● Coordinate annotation records:
>>>>>

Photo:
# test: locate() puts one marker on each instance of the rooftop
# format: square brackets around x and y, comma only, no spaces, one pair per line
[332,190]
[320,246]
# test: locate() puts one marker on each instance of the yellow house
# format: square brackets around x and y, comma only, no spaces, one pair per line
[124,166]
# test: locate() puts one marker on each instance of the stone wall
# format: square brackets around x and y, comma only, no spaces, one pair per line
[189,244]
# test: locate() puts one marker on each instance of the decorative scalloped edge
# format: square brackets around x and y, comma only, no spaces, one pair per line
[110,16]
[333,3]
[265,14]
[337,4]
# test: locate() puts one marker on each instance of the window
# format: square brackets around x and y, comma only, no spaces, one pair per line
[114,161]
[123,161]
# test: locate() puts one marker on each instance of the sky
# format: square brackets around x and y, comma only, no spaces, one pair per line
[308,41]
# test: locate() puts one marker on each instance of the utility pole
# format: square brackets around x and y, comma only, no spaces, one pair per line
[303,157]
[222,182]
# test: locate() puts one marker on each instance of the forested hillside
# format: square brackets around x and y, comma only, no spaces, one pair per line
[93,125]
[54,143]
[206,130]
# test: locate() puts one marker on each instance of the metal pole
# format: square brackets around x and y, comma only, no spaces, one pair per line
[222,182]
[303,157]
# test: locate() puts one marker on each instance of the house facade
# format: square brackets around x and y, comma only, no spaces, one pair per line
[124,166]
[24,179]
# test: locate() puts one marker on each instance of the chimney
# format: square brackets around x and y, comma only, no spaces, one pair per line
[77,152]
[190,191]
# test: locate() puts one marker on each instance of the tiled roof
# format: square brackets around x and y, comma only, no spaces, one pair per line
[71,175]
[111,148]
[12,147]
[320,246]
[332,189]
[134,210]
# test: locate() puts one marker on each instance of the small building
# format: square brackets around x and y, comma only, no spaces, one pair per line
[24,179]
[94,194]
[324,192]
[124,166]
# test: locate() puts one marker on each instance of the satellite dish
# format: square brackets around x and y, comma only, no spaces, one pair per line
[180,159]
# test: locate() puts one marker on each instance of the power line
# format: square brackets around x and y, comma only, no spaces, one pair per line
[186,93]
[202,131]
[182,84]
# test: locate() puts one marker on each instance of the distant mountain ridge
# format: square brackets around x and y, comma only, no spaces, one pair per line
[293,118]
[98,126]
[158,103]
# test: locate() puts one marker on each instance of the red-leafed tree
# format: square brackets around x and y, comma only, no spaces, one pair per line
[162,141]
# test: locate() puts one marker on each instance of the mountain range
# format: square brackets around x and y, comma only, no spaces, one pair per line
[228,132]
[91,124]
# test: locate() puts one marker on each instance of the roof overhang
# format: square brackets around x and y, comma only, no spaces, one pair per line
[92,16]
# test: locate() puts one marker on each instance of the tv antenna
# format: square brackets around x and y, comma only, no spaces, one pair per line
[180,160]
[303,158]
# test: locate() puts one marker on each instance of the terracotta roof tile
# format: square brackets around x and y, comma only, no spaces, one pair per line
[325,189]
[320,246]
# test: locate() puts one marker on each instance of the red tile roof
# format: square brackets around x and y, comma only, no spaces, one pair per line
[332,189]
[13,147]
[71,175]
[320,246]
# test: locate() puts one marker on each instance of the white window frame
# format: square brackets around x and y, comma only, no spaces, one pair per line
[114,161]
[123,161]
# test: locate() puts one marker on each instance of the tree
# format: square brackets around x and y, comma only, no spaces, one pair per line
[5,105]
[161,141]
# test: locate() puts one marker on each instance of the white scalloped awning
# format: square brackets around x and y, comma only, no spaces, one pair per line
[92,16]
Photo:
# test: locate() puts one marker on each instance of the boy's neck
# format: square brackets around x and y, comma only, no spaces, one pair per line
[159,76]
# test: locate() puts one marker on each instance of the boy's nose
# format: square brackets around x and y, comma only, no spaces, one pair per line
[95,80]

<<<<<

Return all of the entries exactly as they were supplied.

Photo:
# test: locate() puts one marker on each instance of the rooftop
# format: square brackets around x and y, comma only, no spaces, one pair per line
[332,190]
[320,246]
# test: locate() puts one marker on each instance of the yellow house
# format: square brackets around x and y, comma only, no spaces, one pair per line
[124,166]
# test: locate() puts one marker on each instance of the stone wall
# format: square brackets around x and y, comma only, no spaces, one pair per line
[189,244]
# test: locate() puts one marker on each instance of the decorative scalloped edge
# format: square brackets around x and y, comma only, no spaces, one pair per line
[110,16]
[333,3]
[265,14]
[337,4]
# test: locate() puts one marker on each instance of the window
# format: square brackets around x and y, comma only, no spaces, one pair per line
[114,161]
[123,161]
# test: locate() puts one marker on each instance of the sky
# format: square brackets around x and y, comma only, no spaces, one pair per line
[308,41]
# test: locate() puts one marker on each instance of the utility pole
# format: square brackets around x and y, comma only, no spaces, one pair per line
[303,157]
[222,182]
# test: locate() puts one marker on each instance of the forested hillside
# format: square brackets around x and y, comma only, no spaces, one pair per line
[93,125]
[54,143]
[206,130]
# test: locate() puts one marker on each instance of the metal pole
# format: square brackets around x and y, comma only, no spaces, one pair per line
[222,182]
[303,157]
# test: locate() puts one marker on each instance of the house facade
# format: square brackets around x and y, comma only, no spaces, one pair per line
[124,166]
[24,179]
# test: locate() puts one marker on each instance of the chimney
# format: square brackets around x and y, comma only, no spaces, one pair per line
[77,152]
[190,191]
# test: locate() puts one marker on each instance of the tiled roof
# format: square brackets around x and y, comma only, no spaces, one pair per line
[71,175]
[111,148]
[12,147]
[320,246]
[332,189]
[134,210]
# test: locate() puts one marker on each instance of the small building
# format: square brackets around x and y, comma only, no spaces, one pair per line
[24,179]
[94,194]
[324,192]
[124,166]
# test: locate() puts one marker on each instance of the satellite dish
# format: square brackets around x and y, comma only, no spaces, one pair per line
[180,159]
# test: locate() puts one marker on each instance of the power line
# format: square brackets around x and y, comma only, no spaces, one pair per line
[186,93]
[202,131]
[182,84]
# test: locate() puts one marker on each instance of the distant mountain ridge
# format: square brackets around x and y, comma only, no spaces, one pair per line
[293,118]
[98,126]
[158,103]
# test: locate() puts one marker on each instance of the red-leafed tree
# format: square brackets around x and y, comma only, no spaces, one pair per line
[162,141]
# test: locate() puts one marker on each instance of the mountain range
# format: square brackets around x and y, comma only, no spaces, one pair per line
[228,132]
[91,124]
# test: locate() puts one marker on each instance of the roof overhang
# format: square brackets around x and y, comma only, no spaces, one pair per line
[92,16]
# test: locate() puts one marker on each instance of the tv antenna
# format: square brackets around x and y, comma only, no spaces, one pair per line
[180,160]
[303,158]
# test: locate() puts one marker on each instance of the terracotta roof tile
# format: square brackets around x and y, comma only, no spaces, one pair per line
[325,189]
[320,246]
# test: locate() puts one marker on each instance of the red tile roof
# format: square brackets around x and y, comma only, no spaces, one pair per line
[332,189]
[13,147]
[71,175]
[320,246]
# test: locate() puts one marker on each instance of the white window frame
# format: square brackets around x and y, comma only, no spaces, one pair per line
[114,161]
[123,161]
# test: locate() puts one marker on each instance of the tree
# format: square brackets around x and y, comma only, no spaces, one pair per line
[5,105]
[161,141]
# test: locate() puts one marker on each instance of the white scalloped awning
# format: square brackets around x and y, comma only, no spaces, one pair per line
[92,16]
Photo:
# test: locate() puts one marker on each instance of the boy's neck
# format: square brackets around x and y, comma only, no spaces, one pair per line
[159,76]
# test: locate() puts one marker on each instance of the boy's nose
# format: square brackets around x and y, comma only, no spaces, one pair per line
[95,80]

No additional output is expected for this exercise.